TASK TO CARRY OUT: Rewrite the data below as a numbered list with blank lines omitted. Begin at the line that contains "Objective — one dot on each instance of the clear" and continue through the end of the data.

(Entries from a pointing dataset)

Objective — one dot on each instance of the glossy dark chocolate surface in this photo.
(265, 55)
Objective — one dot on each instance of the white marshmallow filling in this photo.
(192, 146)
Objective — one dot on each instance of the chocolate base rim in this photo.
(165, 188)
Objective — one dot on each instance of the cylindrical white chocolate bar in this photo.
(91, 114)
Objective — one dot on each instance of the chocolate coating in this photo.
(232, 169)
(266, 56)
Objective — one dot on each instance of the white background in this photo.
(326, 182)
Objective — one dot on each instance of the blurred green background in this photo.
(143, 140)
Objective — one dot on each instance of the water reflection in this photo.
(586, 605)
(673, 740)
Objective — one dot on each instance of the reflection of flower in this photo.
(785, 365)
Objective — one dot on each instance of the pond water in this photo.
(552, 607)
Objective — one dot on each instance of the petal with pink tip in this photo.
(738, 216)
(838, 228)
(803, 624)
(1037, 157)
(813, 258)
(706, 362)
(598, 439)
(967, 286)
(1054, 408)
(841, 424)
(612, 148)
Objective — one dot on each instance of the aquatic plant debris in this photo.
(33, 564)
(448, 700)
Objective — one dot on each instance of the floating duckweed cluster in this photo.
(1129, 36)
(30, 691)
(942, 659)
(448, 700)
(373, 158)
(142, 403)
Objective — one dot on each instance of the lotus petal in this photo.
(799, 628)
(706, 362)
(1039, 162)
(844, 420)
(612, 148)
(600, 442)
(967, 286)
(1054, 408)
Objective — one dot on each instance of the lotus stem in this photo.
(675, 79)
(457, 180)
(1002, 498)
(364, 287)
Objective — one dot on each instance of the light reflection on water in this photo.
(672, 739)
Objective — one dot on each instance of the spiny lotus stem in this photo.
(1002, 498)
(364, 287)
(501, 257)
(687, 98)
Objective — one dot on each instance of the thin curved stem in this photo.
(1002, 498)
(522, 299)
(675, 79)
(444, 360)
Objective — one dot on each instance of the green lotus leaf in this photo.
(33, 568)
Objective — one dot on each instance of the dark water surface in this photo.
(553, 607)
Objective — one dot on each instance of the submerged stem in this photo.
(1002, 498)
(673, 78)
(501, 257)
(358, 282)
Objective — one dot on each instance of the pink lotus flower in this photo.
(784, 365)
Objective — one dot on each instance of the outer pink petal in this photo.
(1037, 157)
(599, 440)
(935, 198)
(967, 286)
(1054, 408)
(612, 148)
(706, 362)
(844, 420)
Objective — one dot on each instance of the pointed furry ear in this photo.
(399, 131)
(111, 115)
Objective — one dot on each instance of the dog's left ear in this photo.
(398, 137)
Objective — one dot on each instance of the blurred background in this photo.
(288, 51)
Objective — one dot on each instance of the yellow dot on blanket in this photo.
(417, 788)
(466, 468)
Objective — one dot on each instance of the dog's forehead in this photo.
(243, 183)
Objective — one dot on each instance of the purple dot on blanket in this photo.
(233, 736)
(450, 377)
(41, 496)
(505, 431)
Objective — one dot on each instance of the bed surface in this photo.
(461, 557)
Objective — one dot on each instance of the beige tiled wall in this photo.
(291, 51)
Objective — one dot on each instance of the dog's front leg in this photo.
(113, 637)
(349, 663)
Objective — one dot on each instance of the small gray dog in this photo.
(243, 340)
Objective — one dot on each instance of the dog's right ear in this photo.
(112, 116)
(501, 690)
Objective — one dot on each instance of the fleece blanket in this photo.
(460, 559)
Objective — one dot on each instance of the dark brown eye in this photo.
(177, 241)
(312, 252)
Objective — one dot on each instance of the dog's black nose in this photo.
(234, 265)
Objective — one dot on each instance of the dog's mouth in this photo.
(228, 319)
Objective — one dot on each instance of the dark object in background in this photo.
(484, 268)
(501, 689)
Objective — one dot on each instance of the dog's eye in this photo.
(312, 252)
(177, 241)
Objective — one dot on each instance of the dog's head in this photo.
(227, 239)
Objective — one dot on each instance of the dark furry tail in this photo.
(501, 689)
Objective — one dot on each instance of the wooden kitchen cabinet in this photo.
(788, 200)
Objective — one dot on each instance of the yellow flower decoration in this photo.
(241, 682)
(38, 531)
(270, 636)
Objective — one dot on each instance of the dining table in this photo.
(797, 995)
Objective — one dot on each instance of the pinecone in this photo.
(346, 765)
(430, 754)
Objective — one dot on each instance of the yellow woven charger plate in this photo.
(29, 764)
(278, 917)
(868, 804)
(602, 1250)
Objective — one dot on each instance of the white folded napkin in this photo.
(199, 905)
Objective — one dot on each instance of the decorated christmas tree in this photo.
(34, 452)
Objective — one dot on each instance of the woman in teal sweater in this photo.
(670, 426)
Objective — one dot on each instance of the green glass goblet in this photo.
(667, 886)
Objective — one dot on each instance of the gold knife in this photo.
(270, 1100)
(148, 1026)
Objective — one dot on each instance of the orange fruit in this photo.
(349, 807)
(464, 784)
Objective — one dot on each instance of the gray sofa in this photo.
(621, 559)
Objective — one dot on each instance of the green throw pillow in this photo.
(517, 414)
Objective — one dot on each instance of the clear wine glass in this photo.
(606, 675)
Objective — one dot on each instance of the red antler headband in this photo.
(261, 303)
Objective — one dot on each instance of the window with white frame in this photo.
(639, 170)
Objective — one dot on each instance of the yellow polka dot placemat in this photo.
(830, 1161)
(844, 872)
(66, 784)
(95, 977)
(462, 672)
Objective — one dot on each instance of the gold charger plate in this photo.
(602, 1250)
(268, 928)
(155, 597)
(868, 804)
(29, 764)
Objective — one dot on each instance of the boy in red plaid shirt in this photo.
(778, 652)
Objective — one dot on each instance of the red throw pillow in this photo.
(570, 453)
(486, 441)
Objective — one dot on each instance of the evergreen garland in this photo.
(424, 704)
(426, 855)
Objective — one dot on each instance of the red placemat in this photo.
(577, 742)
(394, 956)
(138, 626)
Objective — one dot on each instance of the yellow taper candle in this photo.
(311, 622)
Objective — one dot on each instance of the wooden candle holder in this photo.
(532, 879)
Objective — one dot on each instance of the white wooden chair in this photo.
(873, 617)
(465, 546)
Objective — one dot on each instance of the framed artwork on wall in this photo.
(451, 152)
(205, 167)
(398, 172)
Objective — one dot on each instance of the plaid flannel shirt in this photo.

EXPECTED ANSWER:
1. Objective — one dot on each instance of the clear wine glass in this photo.
2. (606, 675)
3. Objective — one dot on each instance of the red antler headband in this photo.
4. (261, 303)
5. Objective — one dot on each instance of the window with white frame in this photo.
6. (639, 170)
7. Objective — one dot on each instance of the yellow polka dot placemat in this photo.
8. (830, 1161)
9. (844, 872)
10. (66, 784)
11. (95, 977)
12. (462, 672)
13. Objective — one dot on each instance of the gold charger plate in this photo.
14. (602, 1250)
15. (268, 928)
16. (155, 597)
17. (868, 804)
18. (29, 764)
19. Objective — one dot on each instance of the boy in red plaid shirt in this photo.
20. (778, 652)
21. Objective — one dot on each instance of the red throw pillow in this photo.
22. (570, 453)
23. (486, 441)
24. Objective — one dot on each instance of the evergreen garland in this photo.
25. (424, 704)
26. (426, 855)
27. Objective — one dot on each instance of the red placemat in this photo.
28. (577, 742)
29. (394, 956)
30. (138, 626)
31. Objective — one dot on each instance of the yellow taper candle in this photo.
32. (311, 622)
33. Objective — one dot on each instance of the wooden candle holder in this photo.
34. (532, 879)
35. Objective — one dot on each instance of the white wooden chair in this photo.
36. (873, 617)
37. (465, 546)
38. Objective — one dot on each instance of the framed artwork on wall in this photo.
39. (451, 152)
40. (205, 167)
41. (398, 172)
42. Objective — one dot on each instance of the plaid flannel shirt in this photo.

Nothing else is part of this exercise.